What is required:
Examine each line of the data. Copy those that contain the string "fields".

Dataset records:
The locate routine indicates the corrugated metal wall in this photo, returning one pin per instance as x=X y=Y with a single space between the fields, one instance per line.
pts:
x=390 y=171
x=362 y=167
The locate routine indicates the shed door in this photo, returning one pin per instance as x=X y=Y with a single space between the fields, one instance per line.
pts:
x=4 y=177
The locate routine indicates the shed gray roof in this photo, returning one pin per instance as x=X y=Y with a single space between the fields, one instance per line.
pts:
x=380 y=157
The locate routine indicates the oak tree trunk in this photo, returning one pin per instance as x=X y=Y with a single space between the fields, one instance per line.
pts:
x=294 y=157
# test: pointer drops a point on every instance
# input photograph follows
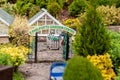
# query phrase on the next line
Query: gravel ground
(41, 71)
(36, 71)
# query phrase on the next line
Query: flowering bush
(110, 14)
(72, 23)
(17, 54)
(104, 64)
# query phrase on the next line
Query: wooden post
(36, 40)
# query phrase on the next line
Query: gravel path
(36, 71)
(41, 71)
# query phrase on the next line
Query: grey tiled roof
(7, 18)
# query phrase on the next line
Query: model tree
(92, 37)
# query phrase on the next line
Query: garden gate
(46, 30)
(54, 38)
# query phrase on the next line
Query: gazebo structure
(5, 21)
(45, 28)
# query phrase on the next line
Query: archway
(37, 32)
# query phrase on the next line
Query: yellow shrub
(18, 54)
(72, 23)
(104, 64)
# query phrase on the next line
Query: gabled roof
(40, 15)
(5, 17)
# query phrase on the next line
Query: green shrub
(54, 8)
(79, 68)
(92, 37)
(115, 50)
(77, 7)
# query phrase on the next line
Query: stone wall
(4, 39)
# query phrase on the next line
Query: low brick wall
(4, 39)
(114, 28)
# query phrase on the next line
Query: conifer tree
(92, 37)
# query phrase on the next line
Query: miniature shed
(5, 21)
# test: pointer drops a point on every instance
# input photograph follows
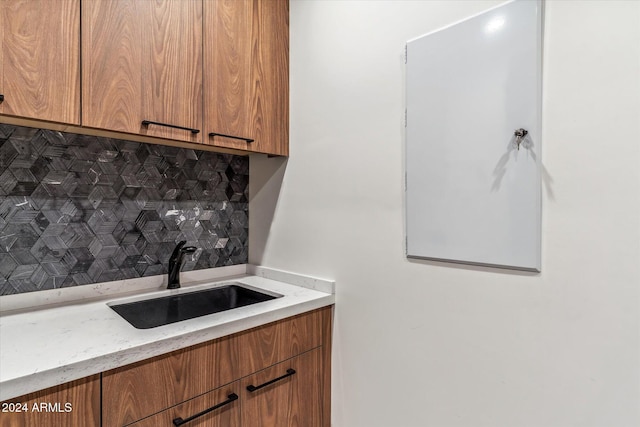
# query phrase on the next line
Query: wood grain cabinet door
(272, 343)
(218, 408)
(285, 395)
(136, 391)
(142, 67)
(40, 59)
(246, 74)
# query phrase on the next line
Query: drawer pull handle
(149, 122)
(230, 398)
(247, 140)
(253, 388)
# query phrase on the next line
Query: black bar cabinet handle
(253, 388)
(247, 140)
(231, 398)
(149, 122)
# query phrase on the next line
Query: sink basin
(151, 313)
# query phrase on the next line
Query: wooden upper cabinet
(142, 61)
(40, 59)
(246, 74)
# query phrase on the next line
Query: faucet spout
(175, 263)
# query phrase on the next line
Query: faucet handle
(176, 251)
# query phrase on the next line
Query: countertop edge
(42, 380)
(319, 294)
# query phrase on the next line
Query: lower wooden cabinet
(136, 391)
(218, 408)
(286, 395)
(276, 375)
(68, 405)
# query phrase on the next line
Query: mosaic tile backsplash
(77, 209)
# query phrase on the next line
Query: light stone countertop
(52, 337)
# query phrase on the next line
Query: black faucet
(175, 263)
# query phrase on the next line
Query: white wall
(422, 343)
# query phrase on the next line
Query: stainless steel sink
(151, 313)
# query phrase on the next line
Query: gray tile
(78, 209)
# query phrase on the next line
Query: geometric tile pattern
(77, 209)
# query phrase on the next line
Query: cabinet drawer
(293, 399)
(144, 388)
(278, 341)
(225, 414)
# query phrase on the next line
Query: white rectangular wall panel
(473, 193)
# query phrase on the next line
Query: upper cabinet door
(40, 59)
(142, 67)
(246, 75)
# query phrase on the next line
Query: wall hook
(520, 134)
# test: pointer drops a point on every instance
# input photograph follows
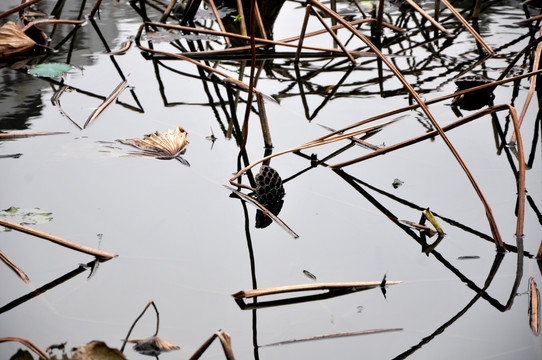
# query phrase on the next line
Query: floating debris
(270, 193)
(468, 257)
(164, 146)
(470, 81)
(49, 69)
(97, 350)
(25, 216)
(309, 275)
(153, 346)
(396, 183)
---
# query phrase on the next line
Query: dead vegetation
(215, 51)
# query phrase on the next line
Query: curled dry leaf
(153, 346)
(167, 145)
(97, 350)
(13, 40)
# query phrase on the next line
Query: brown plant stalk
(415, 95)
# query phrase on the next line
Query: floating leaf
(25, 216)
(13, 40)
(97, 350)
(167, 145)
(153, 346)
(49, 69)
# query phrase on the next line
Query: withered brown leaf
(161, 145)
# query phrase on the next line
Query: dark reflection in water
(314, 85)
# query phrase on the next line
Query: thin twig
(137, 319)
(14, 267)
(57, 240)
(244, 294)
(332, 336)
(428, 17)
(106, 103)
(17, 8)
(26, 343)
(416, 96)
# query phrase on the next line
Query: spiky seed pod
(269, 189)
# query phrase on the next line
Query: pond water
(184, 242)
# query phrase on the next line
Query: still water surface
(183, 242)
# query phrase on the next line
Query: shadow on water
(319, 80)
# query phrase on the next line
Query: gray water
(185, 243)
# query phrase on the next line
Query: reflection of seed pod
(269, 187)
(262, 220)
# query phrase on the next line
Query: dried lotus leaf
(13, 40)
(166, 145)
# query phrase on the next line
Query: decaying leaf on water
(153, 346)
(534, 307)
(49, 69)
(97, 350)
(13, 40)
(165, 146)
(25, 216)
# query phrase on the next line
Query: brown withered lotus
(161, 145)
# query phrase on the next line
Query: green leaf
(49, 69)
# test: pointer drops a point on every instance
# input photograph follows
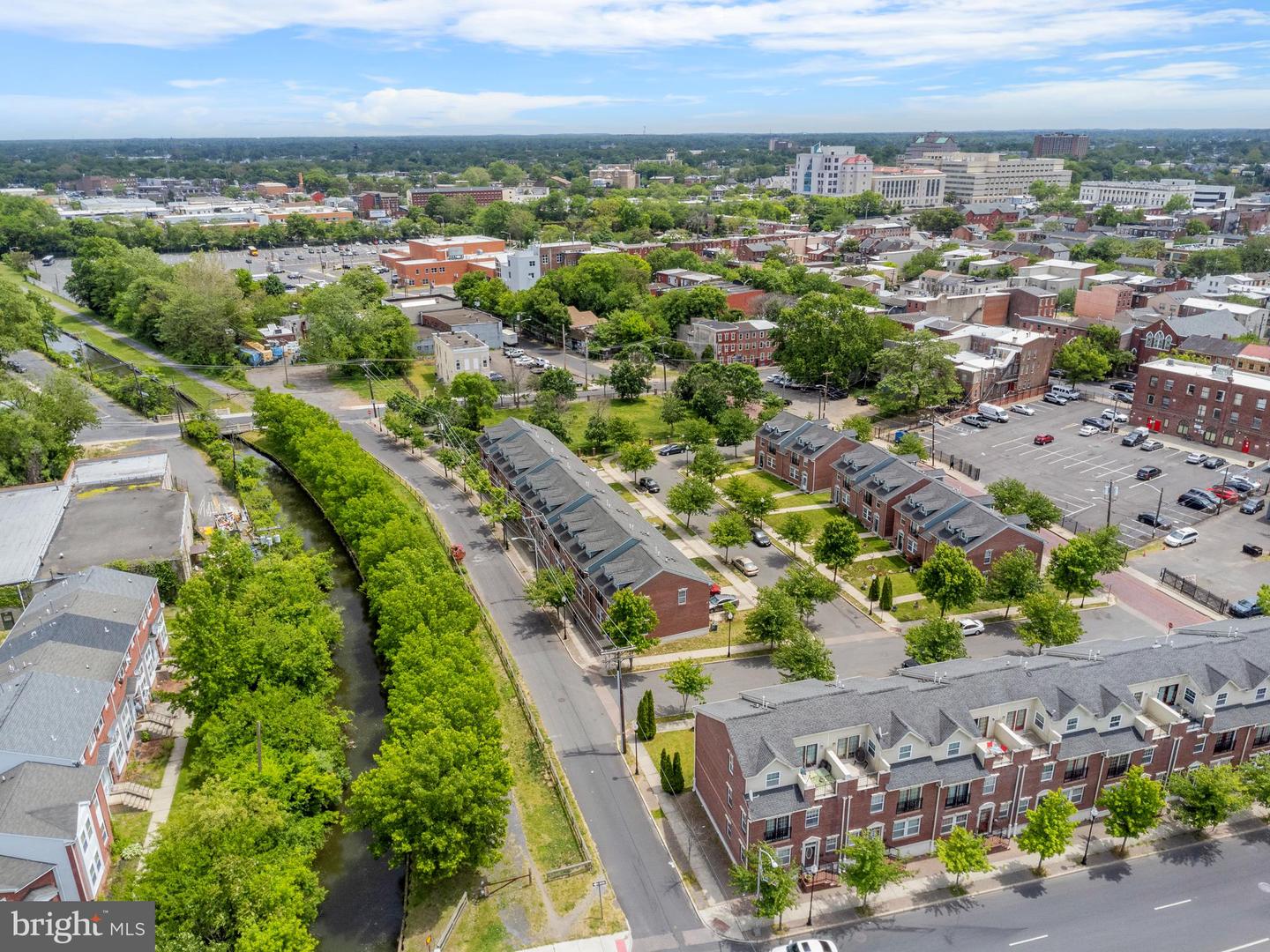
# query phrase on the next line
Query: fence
---
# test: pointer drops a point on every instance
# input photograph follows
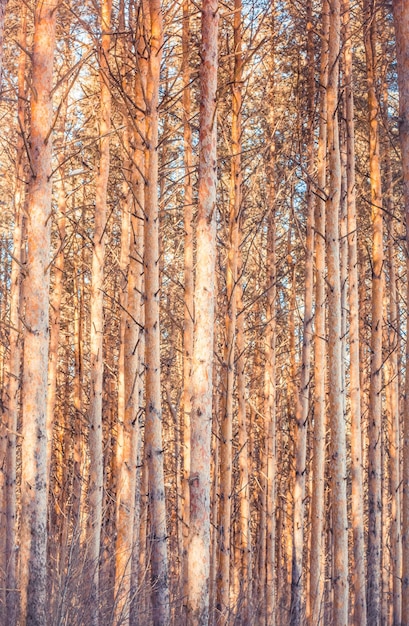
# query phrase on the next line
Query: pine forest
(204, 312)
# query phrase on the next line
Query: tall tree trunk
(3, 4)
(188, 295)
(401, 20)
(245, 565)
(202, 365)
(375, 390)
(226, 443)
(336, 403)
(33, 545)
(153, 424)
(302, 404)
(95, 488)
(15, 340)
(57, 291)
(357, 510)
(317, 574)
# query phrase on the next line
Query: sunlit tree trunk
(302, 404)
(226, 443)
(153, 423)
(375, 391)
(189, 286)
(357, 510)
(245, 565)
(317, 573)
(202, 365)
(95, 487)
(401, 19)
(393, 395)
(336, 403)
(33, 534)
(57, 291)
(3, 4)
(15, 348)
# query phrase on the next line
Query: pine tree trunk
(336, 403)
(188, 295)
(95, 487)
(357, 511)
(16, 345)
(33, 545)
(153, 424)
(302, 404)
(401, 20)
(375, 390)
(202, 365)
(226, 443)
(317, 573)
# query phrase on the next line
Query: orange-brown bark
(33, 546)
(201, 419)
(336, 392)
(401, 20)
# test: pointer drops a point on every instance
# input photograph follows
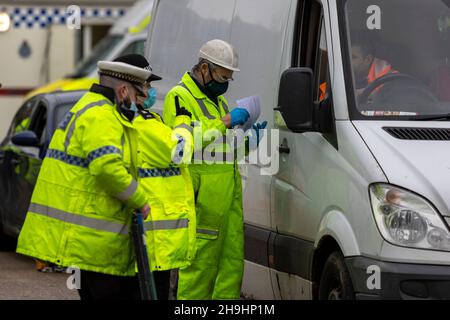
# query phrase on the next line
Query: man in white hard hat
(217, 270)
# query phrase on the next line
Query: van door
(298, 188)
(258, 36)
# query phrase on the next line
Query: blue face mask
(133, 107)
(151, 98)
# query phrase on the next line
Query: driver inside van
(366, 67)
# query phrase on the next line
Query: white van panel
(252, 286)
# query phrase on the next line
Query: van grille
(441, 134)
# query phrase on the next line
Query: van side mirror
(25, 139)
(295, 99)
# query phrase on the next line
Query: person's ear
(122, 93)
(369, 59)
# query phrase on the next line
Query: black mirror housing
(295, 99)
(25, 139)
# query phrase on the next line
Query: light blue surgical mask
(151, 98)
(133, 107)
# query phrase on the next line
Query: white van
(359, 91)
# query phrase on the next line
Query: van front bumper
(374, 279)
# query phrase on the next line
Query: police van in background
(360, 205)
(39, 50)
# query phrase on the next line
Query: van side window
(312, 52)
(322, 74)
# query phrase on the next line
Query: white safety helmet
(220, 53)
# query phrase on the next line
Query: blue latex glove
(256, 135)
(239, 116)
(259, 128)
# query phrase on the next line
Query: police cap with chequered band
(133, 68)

Solution to the exercise:
The locate routine indicates the corrugated metal wall in this photo, returning one pin per instance as x=X y=Y with a single space between the fields, one instance per line.
The locate routine indicates the shed door in this photo, returning one pin per instance as x=X y=Y with a single space between the fields, one instance per line.
The locate routine indicates the shed gray roof in this photo, returning one pin per instance as x=X y=Y with a single space between the fields, one instance per line.
The locate routine indicates the oak tree trunk in this photo, returning one pin per instance as x=X y=Y with a single space between the fields, one instance per line.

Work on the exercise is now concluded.